BEGIN READING TEXT

I’ve done as you asked, and spent time thinking long and hard about the advice you’ve asked me to give regarding your relationship with James. Some aspects of your relationship remind me of a woman I used to work with whose name is Elizabeth.
She was a spa owner, and we had a bartering arrangement, so rather than exchange money for my services, she paid me with her Epicuren product line. My interest was only in a small percentage of the stock she kept on hand, specifically candles. I never cared for her skincare products or her facial and hot stone massage services for myself, even though these were the areas where she made her money.
She’d been a model early on in life, and though we met when she was in her late fifties, she didn’t look a day over thirty. Though married in her youth she’d been divorced for many years. She was estranged from her only child, a daughter in her thirties. She struck me as a very soft, gentle, and trusting free spirit.
I’m sharing all that with you because it was her free spirit I admired most back then. What struck me about her was that she wasn’t too attached to anything. Not her business, her products, her clients, her home, not anything.
After we’d worked together for a year, she called me up to explain that she needed to move her business to Canada, because she’d met the love of her life and he asked her to run away with him. We then delved into how to make that happen. Unfortunately, becoming a Canadian citizen was quite impossible for her, and leaving the country was quite impossible for him because he was in construction and owned too many businesses and too much land to leave behind and come to the United States.
They made it work the best they could. Elizabeth stayed in Canada until her temporary visa expired, and then he came to visit with her in the United States for a bit. To and fro, they went for one year when unexpectedly he was diagnosed with terminal cancer.
We’d managed to work together throughout this time, and when I moved to a different state, it was no coincidence that she moved to the same state the following month. She visited with me, and we discussed what she was going through. The age that eluded her countenance when first I met her had been suddenly revealed. It was like she had aged twenty years in twelve months.

END READING TEXT
BEGIN DATA EXTRACTS

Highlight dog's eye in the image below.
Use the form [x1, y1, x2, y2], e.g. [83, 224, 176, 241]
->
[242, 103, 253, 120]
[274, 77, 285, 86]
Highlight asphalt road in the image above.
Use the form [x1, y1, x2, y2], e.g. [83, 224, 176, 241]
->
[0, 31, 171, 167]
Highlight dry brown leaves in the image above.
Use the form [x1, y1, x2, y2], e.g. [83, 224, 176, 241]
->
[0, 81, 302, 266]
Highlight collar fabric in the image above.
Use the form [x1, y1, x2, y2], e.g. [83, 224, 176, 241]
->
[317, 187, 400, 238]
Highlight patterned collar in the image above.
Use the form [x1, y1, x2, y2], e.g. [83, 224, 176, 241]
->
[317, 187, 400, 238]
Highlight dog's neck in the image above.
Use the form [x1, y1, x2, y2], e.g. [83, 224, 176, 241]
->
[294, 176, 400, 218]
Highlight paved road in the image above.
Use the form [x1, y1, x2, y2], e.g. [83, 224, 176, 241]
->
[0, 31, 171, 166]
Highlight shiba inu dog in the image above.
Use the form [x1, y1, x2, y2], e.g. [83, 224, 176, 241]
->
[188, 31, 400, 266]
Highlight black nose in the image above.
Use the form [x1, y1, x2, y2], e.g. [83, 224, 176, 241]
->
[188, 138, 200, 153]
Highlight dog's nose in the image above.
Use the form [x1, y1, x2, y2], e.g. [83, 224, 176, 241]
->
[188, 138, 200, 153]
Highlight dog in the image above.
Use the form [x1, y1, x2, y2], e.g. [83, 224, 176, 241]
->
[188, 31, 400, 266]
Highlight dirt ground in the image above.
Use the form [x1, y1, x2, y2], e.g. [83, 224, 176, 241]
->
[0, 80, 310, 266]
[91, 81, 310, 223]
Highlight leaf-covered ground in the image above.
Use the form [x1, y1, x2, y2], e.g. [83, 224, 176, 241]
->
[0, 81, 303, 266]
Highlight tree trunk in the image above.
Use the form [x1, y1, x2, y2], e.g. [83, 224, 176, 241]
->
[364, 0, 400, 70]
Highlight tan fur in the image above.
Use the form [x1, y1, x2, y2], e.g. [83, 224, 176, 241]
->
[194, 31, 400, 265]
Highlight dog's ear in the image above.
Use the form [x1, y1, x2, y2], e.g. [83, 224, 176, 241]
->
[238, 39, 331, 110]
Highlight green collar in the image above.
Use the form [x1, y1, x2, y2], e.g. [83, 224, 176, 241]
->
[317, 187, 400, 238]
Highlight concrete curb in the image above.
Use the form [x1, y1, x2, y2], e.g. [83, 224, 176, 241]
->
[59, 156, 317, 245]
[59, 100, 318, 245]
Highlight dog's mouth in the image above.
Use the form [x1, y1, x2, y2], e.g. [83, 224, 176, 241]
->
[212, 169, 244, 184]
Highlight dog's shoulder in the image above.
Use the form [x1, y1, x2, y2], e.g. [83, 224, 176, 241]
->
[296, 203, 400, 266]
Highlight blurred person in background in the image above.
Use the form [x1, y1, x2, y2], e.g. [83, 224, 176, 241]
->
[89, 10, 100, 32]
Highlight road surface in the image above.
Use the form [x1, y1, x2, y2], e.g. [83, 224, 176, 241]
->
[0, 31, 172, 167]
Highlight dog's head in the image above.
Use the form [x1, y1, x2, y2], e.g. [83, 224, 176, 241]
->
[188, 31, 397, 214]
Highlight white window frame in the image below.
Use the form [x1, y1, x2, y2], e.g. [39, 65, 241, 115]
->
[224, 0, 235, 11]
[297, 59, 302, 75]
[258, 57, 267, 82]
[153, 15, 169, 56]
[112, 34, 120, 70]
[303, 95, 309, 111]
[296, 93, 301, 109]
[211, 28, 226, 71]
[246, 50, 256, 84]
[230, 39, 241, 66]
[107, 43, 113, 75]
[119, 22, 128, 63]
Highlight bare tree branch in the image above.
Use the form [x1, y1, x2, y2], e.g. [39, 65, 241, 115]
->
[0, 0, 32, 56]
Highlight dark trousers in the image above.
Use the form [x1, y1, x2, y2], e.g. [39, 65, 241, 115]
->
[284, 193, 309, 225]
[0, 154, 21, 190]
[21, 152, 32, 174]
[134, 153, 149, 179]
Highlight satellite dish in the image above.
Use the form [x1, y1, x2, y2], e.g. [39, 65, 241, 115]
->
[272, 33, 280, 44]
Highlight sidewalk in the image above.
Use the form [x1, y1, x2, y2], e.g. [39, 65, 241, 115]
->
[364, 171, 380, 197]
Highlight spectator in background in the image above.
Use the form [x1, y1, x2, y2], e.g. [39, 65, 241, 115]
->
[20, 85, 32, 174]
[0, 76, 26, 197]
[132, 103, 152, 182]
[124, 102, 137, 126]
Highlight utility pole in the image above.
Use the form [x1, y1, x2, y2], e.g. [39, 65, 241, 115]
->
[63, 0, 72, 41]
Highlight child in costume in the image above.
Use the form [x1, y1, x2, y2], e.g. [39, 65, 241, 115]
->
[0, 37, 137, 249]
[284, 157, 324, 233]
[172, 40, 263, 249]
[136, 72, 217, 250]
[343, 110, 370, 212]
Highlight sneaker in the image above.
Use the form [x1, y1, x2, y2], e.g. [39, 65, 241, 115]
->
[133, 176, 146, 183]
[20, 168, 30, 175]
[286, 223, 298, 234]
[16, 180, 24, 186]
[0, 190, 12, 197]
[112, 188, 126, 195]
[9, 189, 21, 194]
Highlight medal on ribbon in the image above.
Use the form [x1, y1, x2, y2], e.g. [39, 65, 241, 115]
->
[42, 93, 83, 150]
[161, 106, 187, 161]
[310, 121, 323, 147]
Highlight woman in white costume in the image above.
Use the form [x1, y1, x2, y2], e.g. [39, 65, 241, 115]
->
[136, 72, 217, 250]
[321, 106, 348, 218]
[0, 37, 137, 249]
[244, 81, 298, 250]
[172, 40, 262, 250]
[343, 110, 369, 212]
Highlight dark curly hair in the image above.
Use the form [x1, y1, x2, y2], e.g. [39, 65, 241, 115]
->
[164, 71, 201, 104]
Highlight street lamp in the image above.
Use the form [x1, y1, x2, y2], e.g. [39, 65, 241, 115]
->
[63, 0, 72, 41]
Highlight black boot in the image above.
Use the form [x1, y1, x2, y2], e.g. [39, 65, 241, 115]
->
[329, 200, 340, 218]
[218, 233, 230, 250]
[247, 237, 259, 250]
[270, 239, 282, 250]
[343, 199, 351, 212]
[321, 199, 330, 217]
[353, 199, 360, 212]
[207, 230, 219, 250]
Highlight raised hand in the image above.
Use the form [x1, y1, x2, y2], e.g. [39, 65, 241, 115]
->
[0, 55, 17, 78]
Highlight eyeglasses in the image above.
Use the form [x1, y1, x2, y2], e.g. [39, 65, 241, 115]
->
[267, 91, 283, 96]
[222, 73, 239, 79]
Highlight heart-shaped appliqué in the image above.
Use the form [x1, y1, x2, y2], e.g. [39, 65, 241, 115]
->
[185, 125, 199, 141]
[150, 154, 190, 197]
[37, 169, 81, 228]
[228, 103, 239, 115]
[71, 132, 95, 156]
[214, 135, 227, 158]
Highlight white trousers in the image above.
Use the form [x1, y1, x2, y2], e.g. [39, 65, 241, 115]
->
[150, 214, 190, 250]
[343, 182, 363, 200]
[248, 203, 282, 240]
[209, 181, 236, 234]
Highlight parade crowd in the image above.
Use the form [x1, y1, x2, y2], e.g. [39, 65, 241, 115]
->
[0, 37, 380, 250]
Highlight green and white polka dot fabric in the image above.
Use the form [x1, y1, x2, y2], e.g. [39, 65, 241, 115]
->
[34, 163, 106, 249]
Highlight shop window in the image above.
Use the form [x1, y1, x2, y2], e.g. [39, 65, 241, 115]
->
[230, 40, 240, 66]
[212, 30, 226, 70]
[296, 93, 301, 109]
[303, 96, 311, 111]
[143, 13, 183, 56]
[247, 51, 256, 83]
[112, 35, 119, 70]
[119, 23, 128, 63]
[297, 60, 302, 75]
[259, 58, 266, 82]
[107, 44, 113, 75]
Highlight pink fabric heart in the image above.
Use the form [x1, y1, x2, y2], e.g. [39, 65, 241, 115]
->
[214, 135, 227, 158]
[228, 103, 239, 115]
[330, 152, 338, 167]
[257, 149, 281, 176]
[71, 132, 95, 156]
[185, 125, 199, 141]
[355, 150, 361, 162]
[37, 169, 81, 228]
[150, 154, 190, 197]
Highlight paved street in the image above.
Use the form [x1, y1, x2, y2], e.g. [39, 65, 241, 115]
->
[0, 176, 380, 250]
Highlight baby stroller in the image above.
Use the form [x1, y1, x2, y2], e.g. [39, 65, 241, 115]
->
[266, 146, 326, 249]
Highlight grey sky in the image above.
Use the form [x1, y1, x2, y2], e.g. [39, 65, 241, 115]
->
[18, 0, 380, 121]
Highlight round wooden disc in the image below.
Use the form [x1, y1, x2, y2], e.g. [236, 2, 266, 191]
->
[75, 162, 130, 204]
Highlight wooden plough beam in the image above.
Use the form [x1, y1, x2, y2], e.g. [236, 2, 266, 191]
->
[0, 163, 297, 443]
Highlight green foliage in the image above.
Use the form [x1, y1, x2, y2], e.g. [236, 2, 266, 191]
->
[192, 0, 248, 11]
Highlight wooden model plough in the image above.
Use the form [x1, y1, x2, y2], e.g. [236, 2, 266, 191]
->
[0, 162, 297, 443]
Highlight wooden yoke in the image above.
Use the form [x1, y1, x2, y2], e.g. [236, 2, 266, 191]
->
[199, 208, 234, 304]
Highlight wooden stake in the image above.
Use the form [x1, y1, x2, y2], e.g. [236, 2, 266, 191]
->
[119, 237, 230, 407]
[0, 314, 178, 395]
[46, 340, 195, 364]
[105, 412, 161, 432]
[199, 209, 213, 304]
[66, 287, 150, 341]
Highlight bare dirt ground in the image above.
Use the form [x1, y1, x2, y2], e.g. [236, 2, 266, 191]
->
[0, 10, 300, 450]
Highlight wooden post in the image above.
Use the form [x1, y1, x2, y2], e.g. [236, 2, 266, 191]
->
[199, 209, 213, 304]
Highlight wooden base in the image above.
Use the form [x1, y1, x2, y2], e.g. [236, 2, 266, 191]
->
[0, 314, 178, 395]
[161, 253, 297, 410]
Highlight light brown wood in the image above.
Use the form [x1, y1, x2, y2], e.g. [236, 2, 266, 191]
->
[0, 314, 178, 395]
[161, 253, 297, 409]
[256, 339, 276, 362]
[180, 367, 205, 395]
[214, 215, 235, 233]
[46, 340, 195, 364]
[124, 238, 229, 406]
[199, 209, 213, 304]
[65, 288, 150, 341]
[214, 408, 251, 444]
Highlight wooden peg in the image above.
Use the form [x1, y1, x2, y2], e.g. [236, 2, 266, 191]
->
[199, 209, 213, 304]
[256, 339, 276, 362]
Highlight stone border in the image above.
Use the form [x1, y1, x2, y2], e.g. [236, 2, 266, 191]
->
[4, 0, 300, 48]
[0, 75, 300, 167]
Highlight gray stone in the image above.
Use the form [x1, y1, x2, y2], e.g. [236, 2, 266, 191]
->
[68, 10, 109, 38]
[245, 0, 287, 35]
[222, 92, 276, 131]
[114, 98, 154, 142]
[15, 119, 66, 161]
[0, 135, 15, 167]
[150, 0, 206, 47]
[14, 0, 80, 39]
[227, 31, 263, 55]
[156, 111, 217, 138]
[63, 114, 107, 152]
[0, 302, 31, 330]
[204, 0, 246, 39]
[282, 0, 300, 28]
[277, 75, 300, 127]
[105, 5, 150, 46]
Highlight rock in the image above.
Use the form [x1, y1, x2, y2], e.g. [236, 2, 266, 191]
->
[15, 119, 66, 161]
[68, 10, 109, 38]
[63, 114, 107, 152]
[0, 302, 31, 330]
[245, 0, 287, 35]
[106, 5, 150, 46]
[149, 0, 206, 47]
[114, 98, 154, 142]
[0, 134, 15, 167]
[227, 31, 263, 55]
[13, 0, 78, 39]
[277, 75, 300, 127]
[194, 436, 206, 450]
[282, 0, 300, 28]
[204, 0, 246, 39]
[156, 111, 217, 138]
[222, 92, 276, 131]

END DATA EXTRACTS

• QUESTIONS ON THE MATERIAL
a – According to the reading text, what did Elizabeth give the writer in place of money for services?
b – Reproduce the reading text word for word between "I’ve done as" and "made her money.", inclusive.
Rely only on the reading text, not on the material.

• ANSWERS TO EACH TASK
a – Her Epicuren product line, under a bartering arrangement.

b –
I’ve done as you asked, and spent time thinking long and hard about the advice you’ve asked me to give regarding your relationship with James. Some aspects of your relationship remind me of a woman I used to work with whose name is Elizabeth.
She was a spa owner, and we had a bartering arrangement, so rather than exchange money for my services, she paid me with her Epicuren product line. My interest was only in a small percentage of the stock she kept on hand, specifically candles. I never cared for her skincare products or her facial and hot stone massage services for myself, even though these were the areas where she made her money.